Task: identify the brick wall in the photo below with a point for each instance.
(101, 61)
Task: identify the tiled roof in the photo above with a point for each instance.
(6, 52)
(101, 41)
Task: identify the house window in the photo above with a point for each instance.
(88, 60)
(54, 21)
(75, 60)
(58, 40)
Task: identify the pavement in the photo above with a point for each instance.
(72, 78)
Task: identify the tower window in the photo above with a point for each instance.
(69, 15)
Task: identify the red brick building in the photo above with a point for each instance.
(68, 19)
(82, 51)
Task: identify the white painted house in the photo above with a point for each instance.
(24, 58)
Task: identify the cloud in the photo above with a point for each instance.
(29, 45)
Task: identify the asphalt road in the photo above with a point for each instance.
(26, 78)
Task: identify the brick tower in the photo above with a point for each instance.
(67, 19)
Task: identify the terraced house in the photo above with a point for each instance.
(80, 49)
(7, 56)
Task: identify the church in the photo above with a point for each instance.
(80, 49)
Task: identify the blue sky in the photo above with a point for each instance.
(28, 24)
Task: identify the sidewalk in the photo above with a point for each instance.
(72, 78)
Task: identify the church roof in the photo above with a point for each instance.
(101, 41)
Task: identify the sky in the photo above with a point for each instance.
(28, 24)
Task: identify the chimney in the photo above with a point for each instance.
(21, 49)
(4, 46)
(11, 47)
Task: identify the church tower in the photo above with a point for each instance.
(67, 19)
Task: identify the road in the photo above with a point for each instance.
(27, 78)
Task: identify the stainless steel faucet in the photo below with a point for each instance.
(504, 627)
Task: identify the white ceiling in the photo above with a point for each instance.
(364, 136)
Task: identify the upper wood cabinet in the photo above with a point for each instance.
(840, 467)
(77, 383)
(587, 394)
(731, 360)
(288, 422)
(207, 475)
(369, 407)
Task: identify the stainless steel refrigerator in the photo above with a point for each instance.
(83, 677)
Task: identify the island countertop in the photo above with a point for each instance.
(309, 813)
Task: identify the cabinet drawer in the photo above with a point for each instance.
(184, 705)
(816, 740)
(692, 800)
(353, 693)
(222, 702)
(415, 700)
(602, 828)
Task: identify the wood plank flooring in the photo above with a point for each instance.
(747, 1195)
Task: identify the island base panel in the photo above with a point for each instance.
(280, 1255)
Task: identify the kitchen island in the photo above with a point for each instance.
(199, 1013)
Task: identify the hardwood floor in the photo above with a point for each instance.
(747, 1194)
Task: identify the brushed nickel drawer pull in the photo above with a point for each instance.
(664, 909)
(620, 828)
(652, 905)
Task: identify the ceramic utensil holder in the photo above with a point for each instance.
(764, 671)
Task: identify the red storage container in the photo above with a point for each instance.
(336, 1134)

━━━━━━━━━━

**WHAT YOU SHOULD DO:**
The complete listing, transcribed exactly, is the expected answer.

**EXPECTED OUTPUT:**
Task: identify the brick wall in the photo below with a point for each instance.
(101, 61)
Task: identify the tiled roof in the photo above with a point for each instance.
(6, 52)
(101, 41)
Task: identify the house window in the photo above with a point for each instance.
(88, 60)
(54, 21)
(75, 60)
(58, 40)
Task: identify the pavement in the photo above with a point for each instance.
(72, 78)
Task: identify the tower window in the photo above with a point for each instance.
(69, 15)
Task: identify the red brick building in the photo above with a point for each instance.
(68, 19)
(82, 51)
Task: identify the white painted house in the photo above with a point for each instance.
(24, 58)
Task: identify the cloud in the photo above with a point for each instance.
(29, 45)
Task: identify the asphalt road in the photo above with a point for each instance.
(26, 78)
Task: identify the brick tower in the photo above with a point for each instance.
(67, 19)
Task: identify the terraced house in the photo above with a point for each instance.
(80, 49)
(7, 56)
Task: identify the church in the photo above with a point for each instance.
(80, 49)
Task: identify the blue sky in the photo above with a point for each instance.
(28, 24)
Task: identify the sidewalk in the photo above with a point for each instance.
(72, 78)
Task: identify the church roof in the photo above with a point for each instance.
(101, 41)
Task: identify the sky in the photo above with a point for each instance.
(28, 24)
Task: identify the chimney in the photo above with a point for each instance.
(21, 49)
(4, 46)
(11, 47)
Task: identify the church tower in the photo above with a point for each instance.
(67, 19)
Task: identify the road in the photo above with a point for each instance.
(27, 78)
Task: identify the stainless steel faucet in the photo below with a point for each instance.
(504, 627)
Task: identify the white ceiling in the photo above with a point for each instance.
(364, 136)
Task: identify the upper wood cabinet in the photo above with a point for each instance.
(840, 467)
(77, 383)
(587, 394)
(731, 360)
(288, 422)
(207, 475)
(369, 407)
Task: identify the stainless steel refrigerator in the photo above with a point for each instance.
(83, 677)
Task: identify the island countertop in the photo above with a point for each instance.
(309, 813)
Task: identify the cabinet drawer in the photo above with a point for each instance.
(184, 705)
(816, 740)
(692, 800)
(353, 693)
(222, 702)
(415, 700)
(602, 828)
Task: identify the wood plank flooring in the photo above with a point for each instance.
(747, 1195)
Task: identify the island base panel in the photo above with a point for each instance.
(280, 1255)
Task: identify the kitchen island in the photo above with a point for each instance.
(199, 1013)
Task: identify the hardwood floor in the photo above with a point for each instance.
(747, 1194)
Task: identify the brushed nickel drawer pull in the photo above with a point for each instance.
(664, 909)
(620, 828)
(652, 905)
Task: identify the ceramic utensil holder in the photo above with a point for each instance.
(764, 671)
Task: identify the red storage container in the photo above with a point for each instance.
(336, 1134)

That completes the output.